◆ Description of the task ◆
Update the records from the line containing "the police officer in" through the end of the records by changing "high visibility vest" to "high-visibility vest". Leave everything else unchanged and output only those lines.

◆ Task data ◆

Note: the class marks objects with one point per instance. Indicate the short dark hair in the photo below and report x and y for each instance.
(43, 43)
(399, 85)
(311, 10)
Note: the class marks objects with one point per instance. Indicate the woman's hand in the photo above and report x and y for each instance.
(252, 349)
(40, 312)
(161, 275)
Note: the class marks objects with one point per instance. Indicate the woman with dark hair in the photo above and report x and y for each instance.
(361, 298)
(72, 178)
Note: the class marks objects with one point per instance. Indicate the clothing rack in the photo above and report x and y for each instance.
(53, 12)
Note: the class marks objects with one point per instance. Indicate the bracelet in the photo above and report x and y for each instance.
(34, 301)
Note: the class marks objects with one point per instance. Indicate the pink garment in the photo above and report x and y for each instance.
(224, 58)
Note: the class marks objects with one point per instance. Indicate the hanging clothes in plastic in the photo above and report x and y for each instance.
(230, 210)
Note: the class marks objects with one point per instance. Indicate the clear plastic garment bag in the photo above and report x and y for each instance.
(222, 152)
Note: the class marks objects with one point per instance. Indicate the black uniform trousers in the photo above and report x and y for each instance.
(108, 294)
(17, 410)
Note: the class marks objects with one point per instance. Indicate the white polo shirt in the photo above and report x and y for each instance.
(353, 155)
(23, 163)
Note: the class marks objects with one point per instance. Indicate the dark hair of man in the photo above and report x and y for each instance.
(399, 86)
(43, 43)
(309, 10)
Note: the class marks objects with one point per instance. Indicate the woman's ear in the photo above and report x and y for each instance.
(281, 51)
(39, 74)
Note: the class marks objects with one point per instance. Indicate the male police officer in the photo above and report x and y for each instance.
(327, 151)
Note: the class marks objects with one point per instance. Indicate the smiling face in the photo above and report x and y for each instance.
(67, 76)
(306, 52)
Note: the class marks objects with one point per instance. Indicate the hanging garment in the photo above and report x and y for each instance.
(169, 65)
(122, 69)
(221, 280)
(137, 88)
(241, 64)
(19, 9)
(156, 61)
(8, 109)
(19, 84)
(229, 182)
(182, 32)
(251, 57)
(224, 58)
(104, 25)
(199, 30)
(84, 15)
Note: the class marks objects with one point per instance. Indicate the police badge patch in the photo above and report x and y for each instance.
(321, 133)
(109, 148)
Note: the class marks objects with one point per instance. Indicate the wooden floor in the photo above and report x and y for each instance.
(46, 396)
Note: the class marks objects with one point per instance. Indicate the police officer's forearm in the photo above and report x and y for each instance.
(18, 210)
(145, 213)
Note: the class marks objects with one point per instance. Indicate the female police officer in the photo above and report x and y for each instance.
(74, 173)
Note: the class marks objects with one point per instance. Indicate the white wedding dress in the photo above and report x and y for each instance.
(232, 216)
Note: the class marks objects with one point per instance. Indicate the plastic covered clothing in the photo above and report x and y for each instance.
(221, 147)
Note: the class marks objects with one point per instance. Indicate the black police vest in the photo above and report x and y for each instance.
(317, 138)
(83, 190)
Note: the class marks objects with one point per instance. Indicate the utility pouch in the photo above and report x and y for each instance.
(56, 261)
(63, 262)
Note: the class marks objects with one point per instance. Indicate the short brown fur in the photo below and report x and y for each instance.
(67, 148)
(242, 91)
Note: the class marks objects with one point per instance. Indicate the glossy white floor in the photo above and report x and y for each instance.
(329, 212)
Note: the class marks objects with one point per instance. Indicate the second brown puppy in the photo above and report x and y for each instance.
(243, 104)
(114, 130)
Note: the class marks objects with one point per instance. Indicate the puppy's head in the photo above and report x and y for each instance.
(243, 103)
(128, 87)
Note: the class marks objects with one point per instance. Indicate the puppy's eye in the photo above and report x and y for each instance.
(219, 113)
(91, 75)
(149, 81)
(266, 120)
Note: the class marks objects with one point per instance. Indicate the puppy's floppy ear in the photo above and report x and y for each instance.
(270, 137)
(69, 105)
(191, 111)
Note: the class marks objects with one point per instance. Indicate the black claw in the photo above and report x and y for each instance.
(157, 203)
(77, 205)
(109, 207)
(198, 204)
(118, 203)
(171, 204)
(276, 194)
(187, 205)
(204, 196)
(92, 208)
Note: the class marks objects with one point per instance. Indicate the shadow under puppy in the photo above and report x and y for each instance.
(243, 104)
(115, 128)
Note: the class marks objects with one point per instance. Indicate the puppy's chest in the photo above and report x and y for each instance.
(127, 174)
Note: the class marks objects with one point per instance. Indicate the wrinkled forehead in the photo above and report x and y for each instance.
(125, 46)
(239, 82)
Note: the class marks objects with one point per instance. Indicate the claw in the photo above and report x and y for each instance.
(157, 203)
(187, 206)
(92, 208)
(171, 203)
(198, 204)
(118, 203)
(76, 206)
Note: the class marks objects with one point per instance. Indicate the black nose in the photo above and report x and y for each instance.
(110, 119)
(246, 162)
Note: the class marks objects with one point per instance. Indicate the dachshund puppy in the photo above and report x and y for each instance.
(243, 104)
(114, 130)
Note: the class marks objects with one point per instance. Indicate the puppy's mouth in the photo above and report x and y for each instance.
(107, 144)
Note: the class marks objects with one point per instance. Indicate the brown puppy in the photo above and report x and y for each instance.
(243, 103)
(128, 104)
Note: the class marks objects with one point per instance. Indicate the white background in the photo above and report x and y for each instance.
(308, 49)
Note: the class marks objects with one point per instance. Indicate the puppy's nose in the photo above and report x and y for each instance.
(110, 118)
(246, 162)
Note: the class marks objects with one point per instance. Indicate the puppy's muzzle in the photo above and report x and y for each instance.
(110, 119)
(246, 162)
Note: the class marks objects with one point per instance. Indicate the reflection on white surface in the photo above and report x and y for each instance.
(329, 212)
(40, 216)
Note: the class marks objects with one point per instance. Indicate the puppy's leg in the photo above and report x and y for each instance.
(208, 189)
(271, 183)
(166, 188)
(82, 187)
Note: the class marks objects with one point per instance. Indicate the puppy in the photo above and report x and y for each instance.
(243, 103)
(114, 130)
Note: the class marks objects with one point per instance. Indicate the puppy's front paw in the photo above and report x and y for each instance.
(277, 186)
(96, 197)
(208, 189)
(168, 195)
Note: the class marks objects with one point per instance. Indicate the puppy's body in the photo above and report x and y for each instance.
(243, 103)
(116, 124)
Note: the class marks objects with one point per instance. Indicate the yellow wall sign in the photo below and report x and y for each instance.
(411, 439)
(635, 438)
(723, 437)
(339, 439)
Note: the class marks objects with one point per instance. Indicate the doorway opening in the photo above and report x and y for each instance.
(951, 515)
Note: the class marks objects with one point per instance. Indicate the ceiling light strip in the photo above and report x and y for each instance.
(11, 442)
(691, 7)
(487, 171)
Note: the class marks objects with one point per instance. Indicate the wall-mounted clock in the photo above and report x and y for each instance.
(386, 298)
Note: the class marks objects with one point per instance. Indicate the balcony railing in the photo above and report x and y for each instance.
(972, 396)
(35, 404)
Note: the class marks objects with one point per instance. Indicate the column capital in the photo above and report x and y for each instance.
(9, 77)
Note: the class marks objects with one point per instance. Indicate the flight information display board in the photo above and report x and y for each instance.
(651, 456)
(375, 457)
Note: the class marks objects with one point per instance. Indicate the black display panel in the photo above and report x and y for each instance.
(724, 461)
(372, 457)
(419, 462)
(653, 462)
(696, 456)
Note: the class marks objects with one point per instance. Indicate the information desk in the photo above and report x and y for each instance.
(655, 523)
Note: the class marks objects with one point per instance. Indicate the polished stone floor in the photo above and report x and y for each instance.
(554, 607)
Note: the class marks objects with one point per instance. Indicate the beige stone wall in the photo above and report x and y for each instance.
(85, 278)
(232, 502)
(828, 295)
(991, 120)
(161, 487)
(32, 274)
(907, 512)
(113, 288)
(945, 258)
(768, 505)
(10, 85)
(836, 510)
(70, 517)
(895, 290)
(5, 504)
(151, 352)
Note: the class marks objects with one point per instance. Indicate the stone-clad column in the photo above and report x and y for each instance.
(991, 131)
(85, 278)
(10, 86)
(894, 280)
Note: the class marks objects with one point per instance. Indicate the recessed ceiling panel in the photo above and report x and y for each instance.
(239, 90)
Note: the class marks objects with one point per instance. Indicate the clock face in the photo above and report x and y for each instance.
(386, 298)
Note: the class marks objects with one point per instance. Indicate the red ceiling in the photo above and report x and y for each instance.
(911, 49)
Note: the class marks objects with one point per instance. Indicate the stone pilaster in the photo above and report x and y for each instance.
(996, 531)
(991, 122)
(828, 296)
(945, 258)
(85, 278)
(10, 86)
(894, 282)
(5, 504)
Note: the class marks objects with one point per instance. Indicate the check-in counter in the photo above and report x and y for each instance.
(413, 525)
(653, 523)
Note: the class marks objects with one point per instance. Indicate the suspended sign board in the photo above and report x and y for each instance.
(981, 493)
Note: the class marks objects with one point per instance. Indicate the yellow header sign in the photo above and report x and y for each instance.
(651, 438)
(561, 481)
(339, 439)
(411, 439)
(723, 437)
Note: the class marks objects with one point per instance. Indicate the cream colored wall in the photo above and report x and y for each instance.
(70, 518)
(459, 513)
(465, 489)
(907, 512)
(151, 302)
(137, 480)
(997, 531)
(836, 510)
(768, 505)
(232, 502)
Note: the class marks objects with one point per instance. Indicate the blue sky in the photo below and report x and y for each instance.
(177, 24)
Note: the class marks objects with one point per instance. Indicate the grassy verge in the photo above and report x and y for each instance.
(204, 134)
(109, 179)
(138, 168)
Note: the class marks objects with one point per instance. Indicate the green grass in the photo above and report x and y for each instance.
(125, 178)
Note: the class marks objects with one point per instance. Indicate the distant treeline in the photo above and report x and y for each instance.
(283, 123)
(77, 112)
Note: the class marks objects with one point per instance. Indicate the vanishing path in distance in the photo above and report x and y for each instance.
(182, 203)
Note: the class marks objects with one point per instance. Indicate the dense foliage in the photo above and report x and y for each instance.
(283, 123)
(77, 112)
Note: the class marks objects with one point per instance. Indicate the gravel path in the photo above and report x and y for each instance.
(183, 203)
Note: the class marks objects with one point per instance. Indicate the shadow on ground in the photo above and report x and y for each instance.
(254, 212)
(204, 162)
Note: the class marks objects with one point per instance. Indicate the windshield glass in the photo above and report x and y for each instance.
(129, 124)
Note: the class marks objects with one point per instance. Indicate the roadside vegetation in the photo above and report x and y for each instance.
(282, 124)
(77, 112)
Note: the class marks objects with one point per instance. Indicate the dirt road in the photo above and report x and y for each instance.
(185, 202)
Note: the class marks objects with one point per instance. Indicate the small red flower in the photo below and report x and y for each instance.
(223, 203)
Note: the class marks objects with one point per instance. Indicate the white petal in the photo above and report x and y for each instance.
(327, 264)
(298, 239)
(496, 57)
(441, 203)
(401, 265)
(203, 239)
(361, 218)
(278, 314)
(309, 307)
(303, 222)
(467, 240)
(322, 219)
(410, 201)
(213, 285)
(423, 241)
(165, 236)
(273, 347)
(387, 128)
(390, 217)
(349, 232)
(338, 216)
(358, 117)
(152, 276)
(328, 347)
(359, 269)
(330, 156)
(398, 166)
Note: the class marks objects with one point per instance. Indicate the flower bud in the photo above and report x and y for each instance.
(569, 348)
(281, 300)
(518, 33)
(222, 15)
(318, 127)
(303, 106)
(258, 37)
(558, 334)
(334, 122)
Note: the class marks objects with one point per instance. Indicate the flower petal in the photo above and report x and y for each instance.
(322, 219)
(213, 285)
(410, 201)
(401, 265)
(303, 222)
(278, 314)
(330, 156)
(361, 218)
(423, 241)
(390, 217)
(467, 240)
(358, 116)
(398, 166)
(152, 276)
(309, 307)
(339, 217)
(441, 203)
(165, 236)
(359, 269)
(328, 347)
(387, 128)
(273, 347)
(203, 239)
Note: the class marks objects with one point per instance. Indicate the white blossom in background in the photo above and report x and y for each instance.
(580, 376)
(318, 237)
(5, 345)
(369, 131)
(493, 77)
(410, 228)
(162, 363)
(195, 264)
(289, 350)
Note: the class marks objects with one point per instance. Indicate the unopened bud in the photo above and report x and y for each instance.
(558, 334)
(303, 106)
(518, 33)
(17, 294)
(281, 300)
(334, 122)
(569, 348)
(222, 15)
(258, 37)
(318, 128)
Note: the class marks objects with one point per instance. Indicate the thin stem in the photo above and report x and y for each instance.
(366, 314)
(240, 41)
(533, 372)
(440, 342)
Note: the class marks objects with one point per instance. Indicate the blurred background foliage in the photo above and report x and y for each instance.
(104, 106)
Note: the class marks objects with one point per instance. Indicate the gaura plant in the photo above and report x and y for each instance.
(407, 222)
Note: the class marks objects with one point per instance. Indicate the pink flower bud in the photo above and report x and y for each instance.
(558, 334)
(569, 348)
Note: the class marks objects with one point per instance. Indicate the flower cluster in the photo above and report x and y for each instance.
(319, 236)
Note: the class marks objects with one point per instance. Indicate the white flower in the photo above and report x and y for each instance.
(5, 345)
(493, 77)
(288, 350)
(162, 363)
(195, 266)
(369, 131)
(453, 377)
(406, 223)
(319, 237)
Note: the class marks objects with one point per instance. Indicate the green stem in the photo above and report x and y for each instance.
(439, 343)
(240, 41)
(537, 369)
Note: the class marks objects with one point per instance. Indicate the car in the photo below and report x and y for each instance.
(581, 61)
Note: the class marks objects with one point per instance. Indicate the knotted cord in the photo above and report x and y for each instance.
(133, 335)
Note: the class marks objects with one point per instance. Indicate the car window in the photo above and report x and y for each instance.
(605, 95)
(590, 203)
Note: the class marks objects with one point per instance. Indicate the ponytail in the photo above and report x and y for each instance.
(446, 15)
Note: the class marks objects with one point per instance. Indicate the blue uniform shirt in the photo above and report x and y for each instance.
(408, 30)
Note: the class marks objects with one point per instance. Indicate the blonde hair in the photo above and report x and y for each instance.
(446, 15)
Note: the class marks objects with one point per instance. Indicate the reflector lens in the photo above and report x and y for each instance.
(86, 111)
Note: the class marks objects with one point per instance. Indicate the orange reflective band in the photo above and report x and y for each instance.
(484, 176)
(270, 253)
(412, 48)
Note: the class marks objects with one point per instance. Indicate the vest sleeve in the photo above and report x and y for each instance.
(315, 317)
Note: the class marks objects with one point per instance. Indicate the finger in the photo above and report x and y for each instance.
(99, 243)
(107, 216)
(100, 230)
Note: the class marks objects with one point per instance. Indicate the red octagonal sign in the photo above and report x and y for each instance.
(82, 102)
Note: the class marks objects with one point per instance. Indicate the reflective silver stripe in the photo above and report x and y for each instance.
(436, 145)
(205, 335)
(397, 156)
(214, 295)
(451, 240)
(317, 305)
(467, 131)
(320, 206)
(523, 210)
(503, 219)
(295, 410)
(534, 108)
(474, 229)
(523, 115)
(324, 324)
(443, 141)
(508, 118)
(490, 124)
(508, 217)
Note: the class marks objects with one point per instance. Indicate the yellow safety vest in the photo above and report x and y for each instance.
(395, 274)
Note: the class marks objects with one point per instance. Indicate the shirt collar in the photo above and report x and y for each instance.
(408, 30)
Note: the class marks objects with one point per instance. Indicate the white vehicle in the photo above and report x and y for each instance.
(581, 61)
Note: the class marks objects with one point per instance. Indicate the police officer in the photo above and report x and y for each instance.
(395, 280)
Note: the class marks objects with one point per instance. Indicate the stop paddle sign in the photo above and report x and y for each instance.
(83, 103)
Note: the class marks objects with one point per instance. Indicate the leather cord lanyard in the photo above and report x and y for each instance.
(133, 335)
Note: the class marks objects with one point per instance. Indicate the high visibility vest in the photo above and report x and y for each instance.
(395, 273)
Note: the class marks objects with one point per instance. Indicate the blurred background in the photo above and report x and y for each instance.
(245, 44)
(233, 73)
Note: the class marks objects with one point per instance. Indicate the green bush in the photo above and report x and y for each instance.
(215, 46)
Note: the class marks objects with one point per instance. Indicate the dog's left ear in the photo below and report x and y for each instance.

◆ Result for this task ◆
Note: the class marks objects with one point per instance. Indicate the police officer in the photo above and report x and y for each instance.
(395, 280)
Note: the class marks objects with one point per instance. Indicate the stop paddle sign in the photo above and report x and y for each instance.
(83, 103)
Note: the class marks objects with one point per instance. Indicate the leather cord lanyard in the photo above and report x and y for each instance.
(133, 335)
Note: the class marks objects with one point per instance. Indicate the high-visibility vest in the photo above and report x and y for each instance.
(395, 273)
Note: the class marks objects with one point per instance. Indicate the blurred background in the photo above and report x and y for each instance.
(245, 44)
(233, 73)
Note: the class marks objects with one point per instance. Indicate the green bush in the photo above and report x and y for each instance.
(215, 46)
Note: the class marks objects with one point per instance. Indicate the dog's left ear in the photo below and report x and y for each instance.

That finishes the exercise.